### Data for this exercise

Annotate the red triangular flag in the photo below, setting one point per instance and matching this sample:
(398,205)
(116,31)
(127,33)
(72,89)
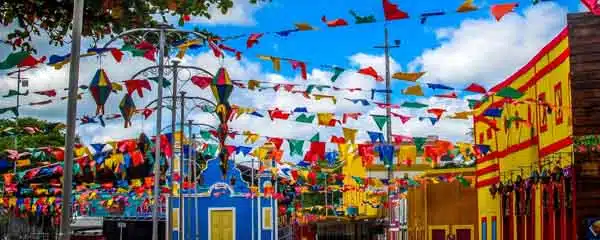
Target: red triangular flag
(593,6)
(117,54)
(499,10)
(476,88)
(447,95)
(370,71)
(253,39)
(334,23)
(392,12)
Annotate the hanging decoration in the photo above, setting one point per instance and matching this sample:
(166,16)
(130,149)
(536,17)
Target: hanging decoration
(127,107)
(100,88)
(334,23)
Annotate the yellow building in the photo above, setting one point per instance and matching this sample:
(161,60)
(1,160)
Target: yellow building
(531,135)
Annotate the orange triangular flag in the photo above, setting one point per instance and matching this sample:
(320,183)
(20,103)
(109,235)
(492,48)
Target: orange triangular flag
(499,10)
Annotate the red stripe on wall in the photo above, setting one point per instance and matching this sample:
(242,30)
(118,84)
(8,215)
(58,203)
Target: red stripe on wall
(562,35)
(487,182)
(536,77)
(509,150)
(486,170)
(554,147)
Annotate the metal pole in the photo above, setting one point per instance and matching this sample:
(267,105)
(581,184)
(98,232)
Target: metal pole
(389,125)
(189,171)
(252,200)
(65,226)
(161,53)
(181,162)
(173,122)
(196,220)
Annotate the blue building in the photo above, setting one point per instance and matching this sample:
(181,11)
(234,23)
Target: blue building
(222,208)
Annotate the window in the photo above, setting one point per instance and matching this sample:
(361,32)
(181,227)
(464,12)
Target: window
(267,218)
(542,111)
(558,103)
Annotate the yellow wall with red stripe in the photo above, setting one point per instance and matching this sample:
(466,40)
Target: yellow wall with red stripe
(516,147)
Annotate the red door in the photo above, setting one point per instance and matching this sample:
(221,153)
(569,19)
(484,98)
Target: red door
(438,234)
(463,234)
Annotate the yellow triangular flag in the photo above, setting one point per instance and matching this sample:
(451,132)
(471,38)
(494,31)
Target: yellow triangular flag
(412,77)
(349,134)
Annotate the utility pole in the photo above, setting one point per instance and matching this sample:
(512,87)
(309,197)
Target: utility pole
(65,223)
(173,122)
(181,162)
(388,96)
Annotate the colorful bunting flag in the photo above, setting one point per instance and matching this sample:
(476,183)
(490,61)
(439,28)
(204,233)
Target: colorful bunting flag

### What to produce
Quote the whole listing above word for word, from its first line through its last, and leave the picture out of your answer.

### Expected answer
Annotate the red triangular flag in the photo below, setting one point per instance and matching this sample:
(398,205)
(116,31)
(127,33)
(72,89)
Target: red triangular flag
(593,6)
(117,54)
(499,10)
(476,88)
(447,95)
(370,71)
(253,39)
(334,23)
(392,12)
Annotate the hanging decoration in the photo above, setting one point per instance and matching this sample:
(166,16)
(130,149)
(536,17)
Target: hanging decoration
(127,107)
(100,88)
(334,23)
Annotate the yellow building in the photo above, setting one point per instance and matching this sample:
(161,60)
(1,160)
Target: yellow building
(531,135)
Annotate the orange triangular flag in the photo above, setting one point per instance and matching this sample:
(320,183)
(20,103)
(109,235)
(492,48)
Target: orange triangular flag
(499,10)
Annotate the red stripe on wall in the photo above, setting one point per instance and matching this sample:
(242,30)
(118,84)
(8,215)
(58,203)
Target: red stripe on wall
(562,35)
(487,182)
(536,77)
(509,150)
(486,170)
(554,147)
Annotate the metal pole in the photo above, setting one point per instance and matching this sample:
(267,105)
(581,184)
(98,232)
Target: metal pole
(389,125)
(189,171)
(252,200)
(65,226)
(161,53)
(181,162)
(173,122)
(196,220)
Annotate the blue building in the photo above, setting one point per instance and matching this sample:
(181,11)
(234,23)
Target: blue building
(222,208)
Annotate the window in the photo above, setting one point per instance and matching this sample:
(361,32)
(181,227)
(464,12)
Target: window
(267,218)
(542,111)
(558,103)
Annotate the yellow wall with red stripe in the photo above, setting one point per instance and matching this sample:
(466,40)
Target: yellow wall with red stripe
(516,147)
Annotate the red door in the photo above, setting one point per instance and matching this sample:
(221,153)
(569,19)
(484,98)
Target: red door
(438,234)
(463,234)
Annotate the yellow triangular flag in the photo above, setting one point per instance and matching this sample:
(451,132)
(471,38)
(494,31)
Target: yellow triangular flag
(412,77)
(349,134)
Annotate the utility pole in the photo above, setting one point per instance and matching this sample:
(512,87)
(309,197)
Target: utility pole
(65,223)
(173,122)
(181,162)
(388,96)
Annotate the colorful bunting flag in the photo above, setting one point per instance and matching this sample:
(476,183)
(490,61)
(439,28)
(204,233)
Target: colorful bunting flag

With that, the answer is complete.